### [The request]
Images must not appear in your copy; reproduce every other part of the records exactly.

▼

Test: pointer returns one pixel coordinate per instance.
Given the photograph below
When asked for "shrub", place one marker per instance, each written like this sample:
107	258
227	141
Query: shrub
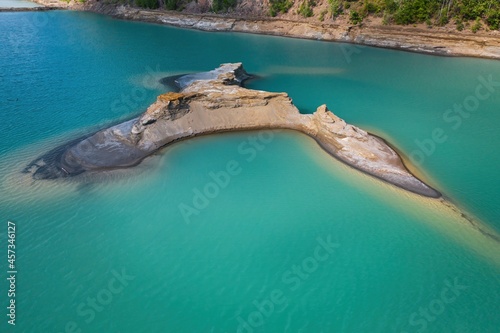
476	26
355	18
415	11
493	20
150	4
223	5
171	4
322	15
335	8
280	6
370	7
305	8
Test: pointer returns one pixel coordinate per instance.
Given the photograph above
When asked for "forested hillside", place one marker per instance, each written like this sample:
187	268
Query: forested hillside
462	14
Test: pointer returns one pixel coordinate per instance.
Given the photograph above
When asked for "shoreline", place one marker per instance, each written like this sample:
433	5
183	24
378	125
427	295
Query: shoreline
215	102
28	9
438	41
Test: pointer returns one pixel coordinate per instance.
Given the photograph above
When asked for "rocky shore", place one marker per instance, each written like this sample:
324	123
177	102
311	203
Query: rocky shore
437	41
214	102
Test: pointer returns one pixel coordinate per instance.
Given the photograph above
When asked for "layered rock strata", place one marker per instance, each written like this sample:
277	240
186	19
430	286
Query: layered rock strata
213	102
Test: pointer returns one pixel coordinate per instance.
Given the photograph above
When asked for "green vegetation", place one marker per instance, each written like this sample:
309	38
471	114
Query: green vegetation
335	7
219	6
279	6
431	12
464	14
150	4
355	17
305	8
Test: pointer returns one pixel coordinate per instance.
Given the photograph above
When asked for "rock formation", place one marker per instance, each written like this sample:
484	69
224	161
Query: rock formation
214	102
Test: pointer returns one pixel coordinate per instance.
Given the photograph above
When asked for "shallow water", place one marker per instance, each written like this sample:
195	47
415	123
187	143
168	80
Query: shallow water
17	4
229	264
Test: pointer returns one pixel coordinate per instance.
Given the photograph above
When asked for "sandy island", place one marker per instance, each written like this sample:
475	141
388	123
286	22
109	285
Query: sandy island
215	102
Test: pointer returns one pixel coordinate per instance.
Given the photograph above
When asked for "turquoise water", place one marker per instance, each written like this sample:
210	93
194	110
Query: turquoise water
113	252
17	4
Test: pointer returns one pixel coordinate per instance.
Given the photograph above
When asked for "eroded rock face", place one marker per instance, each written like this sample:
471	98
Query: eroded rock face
213	102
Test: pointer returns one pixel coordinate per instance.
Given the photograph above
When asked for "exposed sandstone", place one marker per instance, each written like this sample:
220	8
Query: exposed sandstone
213	102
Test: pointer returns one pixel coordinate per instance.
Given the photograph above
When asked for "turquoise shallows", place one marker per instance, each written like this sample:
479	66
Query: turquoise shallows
293	241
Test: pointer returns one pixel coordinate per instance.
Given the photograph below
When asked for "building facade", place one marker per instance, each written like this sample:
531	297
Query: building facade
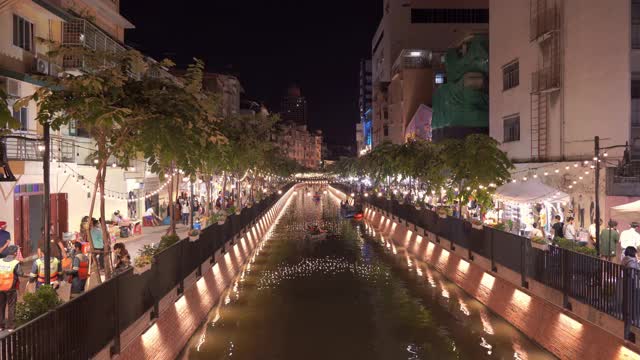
364	126
567	73
228	87
300	144
293	107
426	25
23	59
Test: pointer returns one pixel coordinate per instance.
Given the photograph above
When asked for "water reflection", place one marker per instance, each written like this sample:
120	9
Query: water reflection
353	295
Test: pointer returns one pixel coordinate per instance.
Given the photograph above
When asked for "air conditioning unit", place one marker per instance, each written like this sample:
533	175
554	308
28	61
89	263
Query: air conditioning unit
42	66
10	86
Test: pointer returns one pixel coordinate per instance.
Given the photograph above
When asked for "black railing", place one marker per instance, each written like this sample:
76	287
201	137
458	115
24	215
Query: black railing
84	326
605	286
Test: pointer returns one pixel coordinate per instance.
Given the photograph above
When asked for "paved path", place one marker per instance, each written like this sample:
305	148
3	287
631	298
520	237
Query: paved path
150	235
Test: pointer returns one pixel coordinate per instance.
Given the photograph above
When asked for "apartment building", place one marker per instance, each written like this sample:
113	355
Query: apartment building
563	72
229	88
364	126
23	59
293	107
418	29
300	144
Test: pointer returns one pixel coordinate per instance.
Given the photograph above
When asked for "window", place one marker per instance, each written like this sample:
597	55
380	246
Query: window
635	24
21	116
511	75
375	47
22	33
512	128
635	103
450	16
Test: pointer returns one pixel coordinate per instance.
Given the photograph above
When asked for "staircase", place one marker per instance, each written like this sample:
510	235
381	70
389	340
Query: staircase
539	125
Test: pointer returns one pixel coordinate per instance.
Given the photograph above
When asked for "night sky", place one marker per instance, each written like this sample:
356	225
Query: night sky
269	45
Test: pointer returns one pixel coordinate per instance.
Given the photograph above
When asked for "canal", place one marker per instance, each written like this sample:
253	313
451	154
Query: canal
349	296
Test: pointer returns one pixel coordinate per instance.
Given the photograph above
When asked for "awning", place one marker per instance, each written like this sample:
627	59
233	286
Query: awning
627	212
528	192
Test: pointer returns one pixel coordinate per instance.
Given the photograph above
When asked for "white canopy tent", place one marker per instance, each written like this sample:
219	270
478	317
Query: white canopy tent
529	192
626	212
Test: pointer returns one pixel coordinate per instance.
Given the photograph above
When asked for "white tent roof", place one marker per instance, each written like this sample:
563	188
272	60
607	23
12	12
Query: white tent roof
629	212
532	191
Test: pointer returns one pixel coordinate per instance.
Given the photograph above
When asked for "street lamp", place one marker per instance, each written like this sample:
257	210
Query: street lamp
596	160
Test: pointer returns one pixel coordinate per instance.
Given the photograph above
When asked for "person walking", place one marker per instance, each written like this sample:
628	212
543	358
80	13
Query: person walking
98	242
79	271
592	232
558	227
38	268
569	230
536	232
185	213
5	239
10	272
123	260
630	237
609	242
629	260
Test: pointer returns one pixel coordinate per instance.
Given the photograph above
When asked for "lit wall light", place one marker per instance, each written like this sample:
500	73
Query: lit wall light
521	299
463	266
569	322
487	280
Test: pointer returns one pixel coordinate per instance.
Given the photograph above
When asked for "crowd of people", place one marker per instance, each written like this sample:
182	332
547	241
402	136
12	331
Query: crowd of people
614	245
69	265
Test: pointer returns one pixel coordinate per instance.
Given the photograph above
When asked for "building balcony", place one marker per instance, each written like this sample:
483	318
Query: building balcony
545	80
82	33
543	22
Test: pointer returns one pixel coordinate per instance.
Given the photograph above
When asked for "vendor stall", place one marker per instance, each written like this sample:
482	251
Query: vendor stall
522	203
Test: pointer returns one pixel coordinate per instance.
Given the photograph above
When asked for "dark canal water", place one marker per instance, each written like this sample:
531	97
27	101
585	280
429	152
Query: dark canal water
350	296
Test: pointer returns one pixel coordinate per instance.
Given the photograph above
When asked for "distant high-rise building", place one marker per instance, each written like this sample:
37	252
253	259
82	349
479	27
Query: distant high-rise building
364	127
294	107
402	49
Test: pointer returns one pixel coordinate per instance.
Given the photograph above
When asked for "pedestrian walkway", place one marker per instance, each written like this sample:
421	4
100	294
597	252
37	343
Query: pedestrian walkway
150	235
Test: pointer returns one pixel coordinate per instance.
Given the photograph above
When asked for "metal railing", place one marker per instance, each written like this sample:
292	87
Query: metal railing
80	32
545	79
603	285
32	149
84	326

▲

### [In response]
Test: pointer returns one pixel coordinate per instance.
Given the photograph below
When asked for "shrub", place one marker per instance, each written like this sample:
107	258
227	141
Query: shrub
476	26
355	18
415	11
493	20
150	4
223	5
171	4
322	15
335	8
280	6
370	7
305	8
Test: pointer returns one pixel coordinate per instance.
Given the photograph above
When asked for "forested hillside", place one marker per instance, each written like this sample:
187	268
Query: forested hillside
462	14
Test: pointer returns one pixel coordinate per instance.
Given the photograph above
When asked for "shoreline", place one marker per instance, each written like this sample:
433	5
183	24
378	125
427	295
Query: shoreline
215	102
28	9
438	41
Test: pointer returns one pixel coordinate per instance.
Given the photograph above
When asked for "rocky shore", place one marker per instance, each written like this sample:
324	123
177	102
311	203
Query: rocky shore
437	41
214	102
Test: pointer returns one pixel coordinate per instance.
Given the photograph above
When asked for "layered rock strata", place one marker per instance, each written like this sample:
277	240
186	19
430	286
Query: layered rock strata
213	102
Test: pointer returns one pixel coordinate per instance.
Given the photograph above
When asked for "green vegetation", place one marker per instance, each written like this sample:
309	38
471	114
Query: green vegetation
335	7
219	6
279	6
431	12
464	14
150	4
355	17
305	8
Test: pointer returns one pixel coordinate per instance.
Given the photograph above
When asked for "rock formation", place one marker per instance, each written like this sample:
484	69
224	161
Query: rock formation
214	102
Test: pointer returns one pixel coordinate per instance.
Given the photograph above
When asked for "shallow water", place one marker per instance, each written like this sample:
195	47
415	123
187	143
168	80
Query: shallow water
17	4
229	264
Test: pointer returns one pixel coordinate per instance.
Given the photograph above
When asked for "sandy island", place one marker per instance, each written like this sample:
475	141
388	123
286	22
109	285
Query: sandy island
215	102
Test: pointer returns one pixel coordinate per instance.
Given the photograph above
When asked for "turquoise water", place one marker per instance, each written like this sample:
210	93
194	110
Query: turquoise water
113	252
17	4
Test: pointer returns one pixel coordinate per instance.
Given the photograph above
When asked for "eroded rock face", place one marker per instance, each written like this sample:
471	98
Query: eroded rock face
213	102
Test: pointer returns one pixel coordinate per instance.
Given the photograph above
When asked for "exposed sandstone", place one marker per instance, each written like this sample:
220	8
Query: exposed sandstone
213	102
Test: pointer returns one pixel coordinate per instance.
Given the photograph above
When asked for "turquoise shallows", place one marker per instance, each written like this sample:
479	66
Query: turquoise shallows
293	241
Test: pointer returns one pixel coordinate per instance.
Given the photograph below
When asked for "building facade", place one marker per instance, each written like this sample:
531	297
Query: building facade
364	126
567	73
228	87
300	144
293	107
426	25
23	59
Test: pointer returns one pixel coordinate per instance.
Given the photograph above
When asked for "water reflection", place one marker per instance, each written like this sample:
120	9
Query: water reflection
353	295
Test: pointer returns one pixel coordinate per instance.
Given the photograph above
When asked for "air conditioning unit", place one marker per instance, each written like this sample:
533	175
554	308
28	61
89	263
Query: air conditioning unit
42	66
10	86
Test: pointer returns one pixel coordinate per instance.
Given the photograph above
When asked for "black railing", place one marker per instance, each written like this sample:
76	287
201	137
458	115
24	215
Query: black railing
84	326
605	286
Test: pointer returns one pixel coordinate per instance.
Given the photograph above
When asked for "paved path", place one marker per instance, each written like this sample:
305	148
3	287
631	298
520	237
Query: paved path
150	235
Test: pointer returns one pixel coordinate per instance.
Given the photograph above
When asked for "apartment building", place one marker per instance, each written like this sample:
113	355
Query: apartment building
563	72
229	88
364	126
23	59
293	107
418	29
300	144
Test: pointer returns one pixel coordinate per instance.
Given the photograph above
When asked for "window", place one marker per instance, each written like this sample:
597	55
380	246
Query: window
635	24
21	116
511	75
375	47
22	33
512	128
635	103
450	16
Test: pointer returns one pixel coordinate per instance.
Given the photograph above
When asked for "staircase", place one marker per instance, each written like this sample:
510	235
381	70
389	340
Query: staircase
539	125
Test: pointer returns one pixel coordinate per instance.
Given the photograph above
When asked for "night sky", place one marker per instance, each written like this sample:
356	225
Query: night sky
269	45
Test: pointer returns one pixel coordinate per instance.
Given the photograph above
When asked for "canal", place one marker per instance, each written like this sample:
253	313
451	154
Query: canal
349	296
Test: pointer returns one pixel coordinate per instance.
Given the photograph above
When asked for "awning", place one marker per instance, each written like this sample:
627	59
233	286
Query: awning
627	212
528	192
Test: pointer returns one pixel coordinate per instance.
Given the photograph above
When asked for "white canopy tent", place one marker per instance, each written like this sample:
219	270
478	317
Query: white canopy tent
529	192
626	212
Test: pointer returns one pixel coordinate per instance.
Given the photograph above
When asked for "white tent roof", place one marker per instance, each written like this sample:
563	188
272	60
607	23
12	12
Query: white tent roof
629	212
532	191
Test: pointer returns one pixel coordinate per instance.
Given the photograph above
When asked for "street lamp", place one marker per instance, each written like this sample:
257	210
Query: street lamp
596	160
Test: pointer returns one pixel coordinate per instance.
Given the photograph above
When asked for "person walking", place one marker per instance, each written like this sample:
628	212
543	358
80	13
Query: person walking
98	242
79	271
592	232
558	227
38	268
569	230
536	232
185	213
5	239
10	272
123	260
630	237
609	242
629	260
Test: pointer returns one pixel coordinate per instance.
Given the photograph above
When asked for "lit wall light", place one marker per instance, each written like this sample:
500	73
Query: lit wall light
521	299
463	266
569	322
487	280
Test: pointer returns one pixel coordinate per instance.
Given the photograph above
When asked for "crowd of people", place one marker per instance, each written like this sample:
182	332
547	241
402	136
12	331
Query: crowd of people
614	245
69	265
Test: pointer returns one pixel coordinate per instance.
Given the photograph above
When asked for "building balcony", place one marker per instance, each written like this sample:
483	318
Query: building balcony
545	80
82	33
543	22
Test: pointer returns one pixel coordinate per instance.
Given the photograph above
When asked for "vendor stall", place one marker per instance, each written like this sample:
482	251
Query: vendor stall
522	203
Test: pointer returns one pixel coordinate per instance.
Given the photograph above
When asked for "dark canal water", place one marker per instance, each written like this sample:
531	97
27	101
585	280
429	152
Query: dark canal water
350	296
Test: pointer returns one pixel coordinate per instance.
Given the photograph above
When asked for "distant high-rise building", place one marker per instance, each written like this sample:
37	252
253	259
82	349
479	27
Query: distant high-rise building
364	127
294	107
402	49
Test: pointer returns one pixel coordinate per instance.
Given the photograph above
When asked for "pedestrian walkway", place one marker per instance, each written like this sample:
421	4
100	294
597	252
37	343
Query: pedestrian walkway
150	235
Test: pointer returns one pixel coordinate per instance.
Given the photograph above
When asked for "metal railing", place one marker per instance, each written like this sample:
292	87
Query: metal railing
80	32
545	79
603	285
32	149
84	326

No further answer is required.